:: Page excerpt

5:35pm: I Starsky and Hutch my way into my car and roll out through Long Beach, which also doubles as a Stop sign infested swamp of sorrows where snails laugh at you as they screech pass with your girlfriend in their passenger seat, waving at you as you watch in wide-eyed horror. How could she? And with him? He’s not even a mammal! After my DMV-like frustration subsides, I realize there’s no fighting it, just relax and accept it.
Sweat level: Increasing to Marginal (due to frustration)
5:45pm: as I pay the $2 toll to get onto Nassau Expressway (which you can’t E-Z Pass inexplicably) here comes the rush hour!
6:00pm: Merge onto the Van Wyck. Interesting side note: Van Wyck is German for “vehicular gang rape” as traffic just forms with or without reasoning and claims many lives, furthering my hypothesis that Western Long Island highways are the Bermuda triangle of land-travel.
6:17pm: In a desperate man-move I decide to go Magellan on this bitch and make my own way, throwing caution and my GPS to the wind, and striking out on my own. Anywhere else can’t be worse than this.
6:32pm: I quickly become another “should have followed the GPS statistic.”
6:34pm: I throw curses and begin speaking in tongues as I merge onto the Long Island Expressway to try and jump onto an adjacent highway, only to realize there’s a divider you cannot cross and traffic is at a dead stop as well.
6:45pm: Rerouting…
Sweat level: Happening, but manageable (frustration and sitting too long, but AC is on)
6:55pm: Make it through Queens’ best replica of the Long Beach swamp of sorrows and proceed to stop and go for what seems like 943 blocks until I reach the restaurant.
7:10pm: Park and do a quick search for signage and curb-painting, because if I get another ticket, I am just going to snap. I even ask a local:
“Sir, do you know if it’s OK if I park here?”
“Yemen. Onlything Ugotta worryboudda breakit into yanno?” he laughed.
I move my car.
7:15pm: Find another spot. This one works. Everything else looks good, let’s rock!
Sweat level: Now we’re sweating. Movement in the heat, it’s on.
7:17pm: Call Phil. No answer.
I walk 5 blocks to the place. Knowing Phil took the subway and since this is primarily his client, I decide waiting for him is the best option. So I wait. And I sweat.
Sweat level: Heavy facial sweating and almost through the undershirt, in danger of being visible to the public eye. Apply napkins as necessary.
I seek refuge in a nearby Deli, which also doubles as a Honduran sweatshop. Their AC was actually blowing heat, if that’s possible, and their 8 year old was working the register. After realizing this is clearly a joke, I leave and decide waiting at the restaurant alone can’t be worse than slowly dying in and around various establishments in Queens.
I got inside, and I’m met with what can only be described as heaven. A blast of cool, inviting air, a completely empty, gorgeous venue, and the only people inside are three gorgeous girls who go “Hi there!!!” in their energetic, employee-mandated tone. Either way, I felt welcome.
I’m waiting for my partner, I need to speak with your manager. We’re here to shoot some footage for your Social Media Marketing campaigns.

::::

Stated exercise 1
In the account of the drive to the Queens restaurant, how much was the toll to get onto Nassau Expressway?
Stated exercise 2
Resume the account of the drive to the Queens restaurant, picking up right after its final line.

:: Rows

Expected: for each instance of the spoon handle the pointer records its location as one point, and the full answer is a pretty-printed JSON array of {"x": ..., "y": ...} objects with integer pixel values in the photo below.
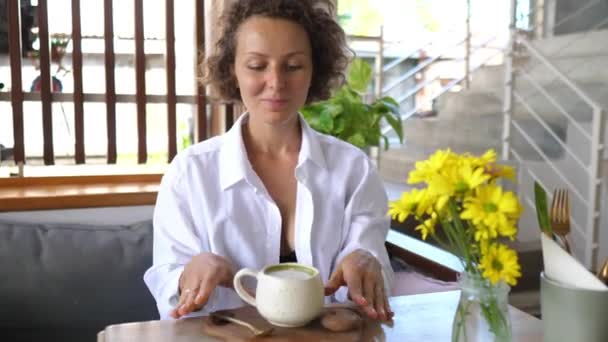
[
  {"x": 237, "y": 321},
  {"x": 602, "y": 273}
]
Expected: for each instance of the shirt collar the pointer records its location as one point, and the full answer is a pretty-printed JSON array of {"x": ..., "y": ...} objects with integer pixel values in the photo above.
[
  {"x": 311, "y": 146},
  {"x": 235, "y": 166}
]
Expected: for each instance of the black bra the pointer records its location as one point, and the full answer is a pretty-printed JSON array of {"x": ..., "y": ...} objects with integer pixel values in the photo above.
[{"x": 291, "y": 257}]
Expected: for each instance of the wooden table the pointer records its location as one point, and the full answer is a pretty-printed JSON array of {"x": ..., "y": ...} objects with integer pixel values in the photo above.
[{"x": 426, "y": 317}]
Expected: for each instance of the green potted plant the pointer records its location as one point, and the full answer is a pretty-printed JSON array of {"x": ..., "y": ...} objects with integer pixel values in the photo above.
[{"x": 346, "y": 115}]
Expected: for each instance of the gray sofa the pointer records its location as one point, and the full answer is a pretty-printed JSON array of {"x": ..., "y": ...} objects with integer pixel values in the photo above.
[{"x": 67, "y": 282}]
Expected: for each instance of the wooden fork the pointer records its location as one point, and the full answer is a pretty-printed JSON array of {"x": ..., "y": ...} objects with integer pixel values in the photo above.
[{"x": 560, "y": 216}]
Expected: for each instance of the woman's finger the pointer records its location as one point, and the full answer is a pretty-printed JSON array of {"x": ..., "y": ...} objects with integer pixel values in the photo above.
[
  {"x": 204, "y": 292},
  {"x": 182, "y": 299},
  {"x": 188, "y": 305},
  {"x": 355, "y": 290},
  {"x": 369, "y": 285},
  {"x": 379, "y": 302},
  {"x": 387, "y": 307}
]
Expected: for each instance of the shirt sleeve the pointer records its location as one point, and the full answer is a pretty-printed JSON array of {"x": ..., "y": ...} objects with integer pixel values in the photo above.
[
  {"x": 175, "y": 242},
  {"x": 367, "y": 225}
]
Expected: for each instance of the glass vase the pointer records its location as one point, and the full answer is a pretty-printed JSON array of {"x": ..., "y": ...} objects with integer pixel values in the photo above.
[{"x": 482, "y": 313}]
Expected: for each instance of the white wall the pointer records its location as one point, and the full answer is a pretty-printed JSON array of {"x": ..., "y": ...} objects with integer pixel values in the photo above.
[{"x": 109, "y": 216}]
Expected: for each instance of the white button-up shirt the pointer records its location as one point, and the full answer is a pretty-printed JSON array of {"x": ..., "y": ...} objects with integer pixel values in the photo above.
[{"x": 211, "y": 200}]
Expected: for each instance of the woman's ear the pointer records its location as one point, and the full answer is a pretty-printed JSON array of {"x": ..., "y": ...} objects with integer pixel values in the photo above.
[{"x": 233, "y": 75}]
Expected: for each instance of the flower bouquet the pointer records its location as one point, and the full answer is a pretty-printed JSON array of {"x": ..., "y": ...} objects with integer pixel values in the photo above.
[{"x": 463, "y": 207}]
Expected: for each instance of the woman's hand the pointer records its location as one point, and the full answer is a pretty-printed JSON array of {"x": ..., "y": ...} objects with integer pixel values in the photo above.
[
  {"x": 362, "y": 274},
  {"x": 200, "y": 277}
]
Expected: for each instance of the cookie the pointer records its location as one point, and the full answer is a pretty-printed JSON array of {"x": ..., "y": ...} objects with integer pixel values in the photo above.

::::

Expected output 1
$2

Expected output 2
“Great, let’s introduce you to Carlos.”
From here, I met Carlos, who introduced me to Tony, then Dino, who is partners with Tommy, but he wasn’t there that evening, and I’m sure eventually it all ties back to Kevin Bacon. We start the shoot with the kitchen which goes something like this---
Tony puts on a tophat and sprouts horns and says:
“Let us take you to the blast furnace.”
| I ate one thing from this picture. |
My sweat glands are on red alert. And when we get into the kitchen. It’s on. When I say it’s on, I mean full force let’s make jokes about this because I am noticeably through my shirt. My shins were sweating. I didn’t even know shins could sweat. I repeatedly told these guys they were heroes for working in the conditions and I was going to make sure OSHA knew that they should be recognized for their valor. We got some great footage of meals that they made in seconds that would take me 94 tries and $1.8 million in food store patronage to successfully create.
After I got off the kitchen water ride, I literally had to go dry off in the bathroom and put my suit jacket back on just to be presentable. Luckily none of the managers were present and I recovered quickly.
| A bellydancing ninja attacks a spectator |
We got back upstairs and took some shots of the outside, then BAM here come the bellydancing ninjas. Myself and Phil do our best impression of the crocodile hunter and stalk around these girls while they’re doing all sorts of exotic dance moves with everything up to and including sabers. It was pretty awesome, not going to lie. However, I was slightly disappointed that through all their fluid dance moves they never picked up the swords once to fight one another. Only slightly.
| Great belly dancers - awful fencers |
Me and Phil decide d to get a couple of shots of the girls after their performance for some promo material and it’s here that things got fun. On the last shot of theevening Phil suggests doing a “high angle” shot which involves him getting on a chair above the girls. I pass him my camera and “FWOOP.”
The neck strap gave out and down went the camera.
Thankfully, the camera broke the neck strap’s fall and the neck strap was fine. I just need to fix my camera.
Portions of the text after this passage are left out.